:: AUSGEWÄHLTER AUSZUG ::
——

Was ist ein Skeptiker?
Das Wort ist vom griechischen „skeptikos“ abgeleitet und bedeutet wörtlich ein „Ausschau haltender“ oder „Untersuchender“ – also einer, der genau hinschaut. Man findet mehrere Bedeutungen des Wortes Skeptiker in Lexika, aber die GWUP hat sich dem „wissenschaftlichen Skeptizismus“ verschrieben. Es geht hierbei darum, Behauptungen über ungewöhnliche Befunde, Erlebnisse oder Erfahrungen genau und wissenschaftlich zu prüfen. Das Ergebnis einer solchen Prüfung steht nicht von vorneherein fest, sondern kann unterschiedlich ausfallen.
Die Antwort kann heißen, „stimmt einfach nicht“ – wie die Fähigkeit Blicke zu spüren aber dann bleibt immer noch die spannende Frage, welche subjektiven Erlebnisse solchen Behauptungen zugrunde liegen. Die Antwort kann lauten – wie im Fall von Loch Ness – „nicht völlig ausgeschlossen, aber sehr, sehr unwahrscheinlich“. Die Antwort kann auch komplexer ausfallen: Homöopathie beispielsweise wirkt nicht besser als ein Placebo und garantiert nicht aus den von Homöopathen angegebenen Gründen. Und natürlich kann die Antwort auch „stimmt“ sein, wie im Fall außerkörperlicher Erfahrungen – zumindest unter ungewöhnlichen physiologischen Bedingungen.
Ein Skeptiker „weiß“ also nicht von Anfang an, dass alle ungewöhnlichen Berichte Humbug sind, und hält Menschen, die solches für denkbar halten, nicht für Spinner oder zumindest fehlgeleitete Leichtgläubige. Ein Skeptiker urteilt nach bester wissenschaftlicher Evidenz und gegebenenfalls erst nach eigenen empirischen Untersuchungen. So hat die GWUP beispielsweise mehrere Tests, insbesondere von Wünschelrutengängern, durchgeführt, die allesamt nicht besser abschnitten, als per Zufall zu erwarten ist.

——

[Datensätze aus einer Datenquelle]
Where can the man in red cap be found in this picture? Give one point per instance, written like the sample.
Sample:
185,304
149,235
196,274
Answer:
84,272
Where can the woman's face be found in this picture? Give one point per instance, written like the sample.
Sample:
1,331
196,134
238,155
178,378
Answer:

——

:: VERSTÄNDNIS PRÜFEN ::
- 1) Aus welchem griechischen Wort ist das Wort Skeptiker laut dem Auszug abgeleitet?
- 2) Überarbeite den Abschnitt des Auszugs, der bei „Was ist ein“ beginnt und mit „kann unterschiedlich ausfallen.“ endet, indem du ihn wiedergibst und dabei „Lexika“ durch „Wörterbüchern“ ersetzt.
Die Daten spielen hierfür keine Rolle.

:: GELÖSTE AUFGABEN ::
- 1) Aus „skeptikos“.

- 2)
Was ist ein Skeptiker?
Das Wort ist vom griechischen „skeptikos“ abgeleitet und bedeutet wörtlich ein „Ausschau haltender“ oder „Untersuchender“ – also einer, der genau hinschaut. Man findet mehrere Bedeutungen des Wortes Skeptiker in Wörterbüchern, aber die GWUP hat sich dem „wissenschaftlichen Skeptizismus“ verschrieben. Es geht hierbei darum, Behauptungen über ungewöhnliche Befunde, Erlebnisse oder Erfahrungen genau und wissenschaftlich zu prüfen. Das Ergebnis einer solchen Prüfung steht nicht von vorneherein fest, sondern kann unterschiedlich ausfallen.